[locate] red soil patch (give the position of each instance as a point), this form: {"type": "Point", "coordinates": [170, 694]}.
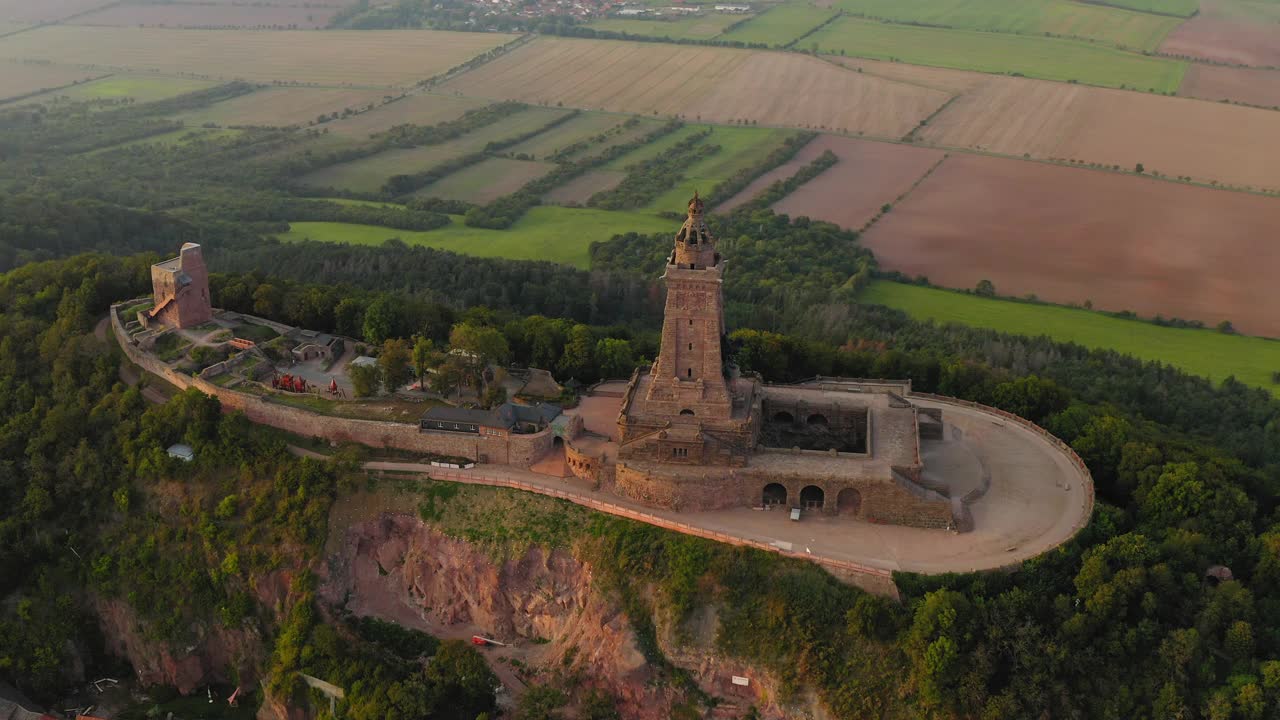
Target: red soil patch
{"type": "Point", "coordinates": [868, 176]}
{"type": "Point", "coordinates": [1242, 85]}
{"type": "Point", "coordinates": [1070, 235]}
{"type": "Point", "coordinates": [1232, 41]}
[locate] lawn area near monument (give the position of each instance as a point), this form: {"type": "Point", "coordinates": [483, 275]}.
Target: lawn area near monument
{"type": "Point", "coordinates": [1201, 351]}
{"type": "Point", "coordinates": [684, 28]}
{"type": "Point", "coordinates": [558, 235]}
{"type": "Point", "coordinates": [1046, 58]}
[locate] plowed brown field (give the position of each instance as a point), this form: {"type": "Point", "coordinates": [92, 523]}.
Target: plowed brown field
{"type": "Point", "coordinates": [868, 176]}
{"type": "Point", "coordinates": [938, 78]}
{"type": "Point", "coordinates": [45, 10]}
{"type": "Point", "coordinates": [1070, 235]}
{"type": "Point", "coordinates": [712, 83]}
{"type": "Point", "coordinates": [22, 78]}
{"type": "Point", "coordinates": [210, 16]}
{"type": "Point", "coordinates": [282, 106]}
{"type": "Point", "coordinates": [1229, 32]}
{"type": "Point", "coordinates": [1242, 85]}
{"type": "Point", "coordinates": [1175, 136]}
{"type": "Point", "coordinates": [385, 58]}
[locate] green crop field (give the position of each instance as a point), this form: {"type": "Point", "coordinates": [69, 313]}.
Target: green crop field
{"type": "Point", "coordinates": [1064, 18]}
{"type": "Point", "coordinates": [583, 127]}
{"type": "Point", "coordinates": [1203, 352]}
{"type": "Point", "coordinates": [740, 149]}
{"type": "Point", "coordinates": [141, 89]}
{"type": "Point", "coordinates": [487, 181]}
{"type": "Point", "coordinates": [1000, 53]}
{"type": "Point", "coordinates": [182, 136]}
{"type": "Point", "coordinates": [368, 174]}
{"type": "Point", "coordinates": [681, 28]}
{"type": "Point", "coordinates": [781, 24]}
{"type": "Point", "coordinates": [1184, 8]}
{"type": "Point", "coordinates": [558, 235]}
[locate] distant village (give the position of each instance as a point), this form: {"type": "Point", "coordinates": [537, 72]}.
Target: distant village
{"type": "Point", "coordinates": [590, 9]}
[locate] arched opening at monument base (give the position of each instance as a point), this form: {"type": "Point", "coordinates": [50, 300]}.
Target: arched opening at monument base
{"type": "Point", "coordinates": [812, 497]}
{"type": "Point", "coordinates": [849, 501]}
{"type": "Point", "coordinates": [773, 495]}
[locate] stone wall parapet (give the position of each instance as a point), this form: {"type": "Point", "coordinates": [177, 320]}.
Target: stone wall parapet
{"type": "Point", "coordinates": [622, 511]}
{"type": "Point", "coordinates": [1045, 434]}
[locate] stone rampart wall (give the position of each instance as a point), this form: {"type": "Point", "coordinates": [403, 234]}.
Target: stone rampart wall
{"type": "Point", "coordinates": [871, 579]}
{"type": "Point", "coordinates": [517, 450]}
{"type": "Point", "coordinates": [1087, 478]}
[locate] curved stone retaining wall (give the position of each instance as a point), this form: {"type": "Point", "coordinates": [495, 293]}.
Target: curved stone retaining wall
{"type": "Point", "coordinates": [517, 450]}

+---+

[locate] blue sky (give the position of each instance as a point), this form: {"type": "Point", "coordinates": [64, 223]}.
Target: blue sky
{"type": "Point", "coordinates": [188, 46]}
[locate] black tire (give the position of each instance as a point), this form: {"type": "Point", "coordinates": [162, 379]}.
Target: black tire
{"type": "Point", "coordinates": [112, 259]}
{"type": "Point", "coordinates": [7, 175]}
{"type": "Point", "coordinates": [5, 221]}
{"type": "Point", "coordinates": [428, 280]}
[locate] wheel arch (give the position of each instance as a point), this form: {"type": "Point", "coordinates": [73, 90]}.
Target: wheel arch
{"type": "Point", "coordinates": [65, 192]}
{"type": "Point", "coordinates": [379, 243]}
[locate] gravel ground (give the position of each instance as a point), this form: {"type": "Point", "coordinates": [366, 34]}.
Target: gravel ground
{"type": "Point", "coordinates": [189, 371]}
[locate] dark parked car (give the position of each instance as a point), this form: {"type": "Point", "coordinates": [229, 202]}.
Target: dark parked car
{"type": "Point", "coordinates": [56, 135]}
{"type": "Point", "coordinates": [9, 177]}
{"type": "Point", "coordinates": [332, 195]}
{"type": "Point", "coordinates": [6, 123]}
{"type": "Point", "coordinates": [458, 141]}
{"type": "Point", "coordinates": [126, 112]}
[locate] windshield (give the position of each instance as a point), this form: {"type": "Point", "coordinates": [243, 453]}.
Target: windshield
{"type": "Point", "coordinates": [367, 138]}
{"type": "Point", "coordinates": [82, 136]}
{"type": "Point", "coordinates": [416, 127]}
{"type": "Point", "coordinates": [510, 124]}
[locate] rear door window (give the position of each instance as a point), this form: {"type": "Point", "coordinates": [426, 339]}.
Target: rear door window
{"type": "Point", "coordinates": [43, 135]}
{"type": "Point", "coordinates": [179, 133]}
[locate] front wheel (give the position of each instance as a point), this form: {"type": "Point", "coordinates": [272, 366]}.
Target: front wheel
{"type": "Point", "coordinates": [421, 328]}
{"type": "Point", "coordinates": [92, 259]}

+---+

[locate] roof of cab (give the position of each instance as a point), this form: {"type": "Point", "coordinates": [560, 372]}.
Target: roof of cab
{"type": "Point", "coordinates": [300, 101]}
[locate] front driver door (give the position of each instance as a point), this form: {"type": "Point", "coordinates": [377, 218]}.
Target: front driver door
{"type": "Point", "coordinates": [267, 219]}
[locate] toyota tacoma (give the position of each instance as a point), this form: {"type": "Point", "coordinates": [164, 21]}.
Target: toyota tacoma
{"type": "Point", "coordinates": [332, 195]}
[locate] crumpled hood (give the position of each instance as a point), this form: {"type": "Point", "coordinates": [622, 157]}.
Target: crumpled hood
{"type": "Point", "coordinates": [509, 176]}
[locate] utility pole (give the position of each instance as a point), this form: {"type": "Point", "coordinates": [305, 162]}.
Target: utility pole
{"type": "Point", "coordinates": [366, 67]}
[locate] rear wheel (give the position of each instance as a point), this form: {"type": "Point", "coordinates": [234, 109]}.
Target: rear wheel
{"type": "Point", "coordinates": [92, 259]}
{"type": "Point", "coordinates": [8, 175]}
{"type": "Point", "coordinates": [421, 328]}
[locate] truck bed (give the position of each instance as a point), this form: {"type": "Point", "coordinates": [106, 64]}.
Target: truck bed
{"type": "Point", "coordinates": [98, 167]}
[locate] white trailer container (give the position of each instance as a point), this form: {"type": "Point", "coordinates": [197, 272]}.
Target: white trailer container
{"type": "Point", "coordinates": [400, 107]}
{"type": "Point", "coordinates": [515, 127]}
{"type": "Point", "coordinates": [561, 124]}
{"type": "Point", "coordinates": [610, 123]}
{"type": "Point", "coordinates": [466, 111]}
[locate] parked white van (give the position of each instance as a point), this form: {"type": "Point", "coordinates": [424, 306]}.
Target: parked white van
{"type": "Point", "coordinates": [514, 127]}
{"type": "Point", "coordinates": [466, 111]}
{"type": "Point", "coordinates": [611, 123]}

+---+

Using the entries above, give back exactly the line containing "[locate] roof of", the line containing "[locate] toyota tacoma", and every line between them, and nothing else.

[locate] roof of cab (give the position of each instance as a point), this form: {"type": "Point", "coordinates": [560, 372]}.
Target: roof of cab
{"type": "Point", "coordinates": [300, 101]}
[locate] front driver door (give the position of each instance as a point), this form: {"type": "Point", "coordinates": [377, 218]}.
Target: front driver door
{"type": "Point", "coordinates": [267, 219]}
[locate] toyota tacoma (give the position of each instance as a point), this form: {"type": "Point", "coordinates": [164, 21]}.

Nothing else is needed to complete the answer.